● **Tasks**
1. Say whether each statement agrees with the passage on chronic hepatitis B below. Answer yes or no for each, and quote the deciding words of the passage.
(a) Most adults who get an acute HBV infection eliminate the virus.
(b) Children respond to alpha interferon more often than adults do.
(c) Interferon treatment needs only a single dose.
2. Carry on the passage on chronic hepatitis B below with one more paragraph that follows its last sentence.

More than 350 million individuals around the world, or approximately 5% of the world's population, have chronic hepatitis B virus (HBV) infection (20). In areas where HBV is endemic, it is most frequently transmitted vertically from the mother to her newborn or between close contacts during early childhood. After acute infection, the virus is eliminated in 90 to 95% of infected adults, while in the remaining 5 to 10% a chronic infection persists (19). The progression to chronic hepatitis after an acute infection is inversely related to age. Infants and young children who acquire HBV infection are most at risk for chronic infection and consequently are at highest risk for eventual cirrhosis and primary hepatocellular carcinoma (15).

Alpha interferon has recently been approved for use in the treatment of chronic hepatitis B in children. However, in children, as in adults, two-thirds to three-quarters of the patients do not respond to treatment, stressing the need for alternative and/or more effective treatments (4, 21, 22). In addition, the need for repeated and prolonged parenteral administration, as well as the numerous side effects of interferon, is an important obstacle to treatment acceptance and compliance.

● **The data**

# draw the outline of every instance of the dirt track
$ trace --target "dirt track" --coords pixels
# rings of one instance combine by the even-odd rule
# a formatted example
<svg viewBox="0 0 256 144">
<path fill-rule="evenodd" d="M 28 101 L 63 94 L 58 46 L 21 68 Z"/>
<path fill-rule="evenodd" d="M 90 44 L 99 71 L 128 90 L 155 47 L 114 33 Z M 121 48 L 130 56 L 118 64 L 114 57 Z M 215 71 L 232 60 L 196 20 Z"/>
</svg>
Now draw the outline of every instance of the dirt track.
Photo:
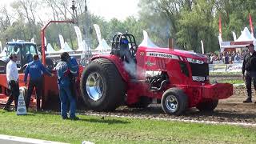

● **Responses in order**
1.
(a) Yes: "the virus is eliminated in 90 to 95% of infected adults"
(b) No: "in children, as in adults, two-thirds to three-quarters of the patients do not respond to treatment"
(c) No: "the need for repeated and prolonged parenteral administration"

2.
Lamivudine, (−)-β-2′,3′-dideoxy-3′-thiacytidine (also known as 3TC and GR109714X), is an oral nucleoside analogue that inhibits viral DNA replication and that has in vitro values for inhibiting viral replication by 50% (IC₅₀) and 90% (IC₉₀) in hepatoma cell lines of about 0.02 μM (5 ng/mL) and 0.3 μM (70 ng/ml), respectively (data on file). Studies with adults have shown that 52 weeks of lamivudine treatment resulted in a significantly higher histologic response rate compared to that achieved with placebo (P < 0.001) and a significant reduction in the progression of fibrosis compared to that achieved with placebo (P = 0.01) (12). In two placebo-controlled studies lamivudine was associated with a significantly higher rate of hepatitis B e antigen (HBeAg) seroconversion (loss of HBeAg and production of anti-HBe antibody), sustained HBV DNA suppression, and sustained normalization of alanine aminotransferase (ALT) levels compared to those achieved with placebo (12; J. Dienstag, E. Schiff, T. Wright, R. Perillo, H.-W. Hann, L. Crowther, M. Woessner, M. Rubin, and N. Brown, Gastroenterology 114:A1235, 1998, abstr. L0148). HBeAg seroconversion in lamivudine-treated patients occurred at a rate similar to that in patients receiving alpha interferon and appeared to be durable for at least 2 to 12 months posttreatment (Dienstag et al., abstr. L0148). Lamivudine is approved for use in human immunodeficiency virus (HIV)-infected children and adults, as well as HBV-infected adults in some countries.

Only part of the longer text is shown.